What you have to do: Count the lines of the material below that contain the string "field", and reply with that number alone.

==== Given data

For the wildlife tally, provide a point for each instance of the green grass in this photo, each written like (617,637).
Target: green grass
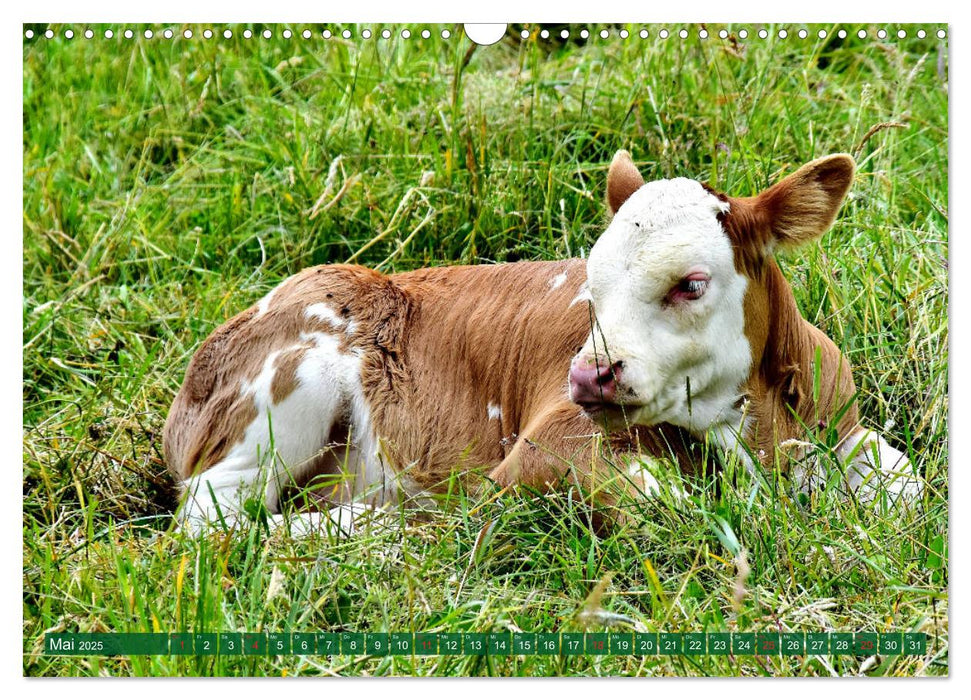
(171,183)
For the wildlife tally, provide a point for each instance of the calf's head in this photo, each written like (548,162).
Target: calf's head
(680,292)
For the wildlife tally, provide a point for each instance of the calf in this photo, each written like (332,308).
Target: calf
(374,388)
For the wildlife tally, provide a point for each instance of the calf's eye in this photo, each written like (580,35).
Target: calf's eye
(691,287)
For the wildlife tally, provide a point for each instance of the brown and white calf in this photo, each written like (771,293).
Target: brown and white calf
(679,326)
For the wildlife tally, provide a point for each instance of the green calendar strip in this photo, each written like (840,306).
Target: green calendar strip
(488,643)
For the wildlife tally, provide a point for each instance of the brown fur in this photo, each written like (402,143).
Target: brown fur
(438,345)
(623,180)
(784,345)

========
==== Given data

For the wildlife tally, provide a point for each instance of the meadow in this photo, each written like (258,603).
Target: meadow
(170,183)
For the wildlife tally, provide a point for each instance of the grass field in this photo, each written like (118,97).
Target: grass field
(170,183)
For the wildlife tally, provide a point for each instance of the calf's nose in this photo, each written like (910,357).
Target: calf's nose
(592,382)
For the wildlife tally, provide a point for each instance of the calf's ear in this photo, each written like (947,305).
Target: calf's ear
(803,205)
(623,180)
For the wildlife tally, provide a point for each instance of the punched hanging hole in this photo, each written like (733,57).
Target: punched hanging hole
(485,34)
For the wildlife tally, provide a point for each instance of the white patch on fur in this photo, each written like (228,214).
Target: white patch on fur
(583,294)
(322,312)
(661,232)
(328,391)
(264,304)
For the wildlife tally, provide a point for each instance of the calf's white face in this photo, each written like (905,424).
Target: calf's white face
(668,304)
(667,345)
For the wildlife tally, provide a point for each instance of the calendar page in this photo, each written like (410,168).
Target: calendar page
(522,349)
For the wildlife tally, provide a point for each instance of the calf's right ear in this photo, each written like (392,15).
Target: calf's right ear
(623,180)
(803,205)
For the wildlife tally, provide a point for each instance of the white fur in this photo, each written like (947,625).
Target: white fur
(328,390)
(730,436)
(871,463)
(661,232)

========

The result: 2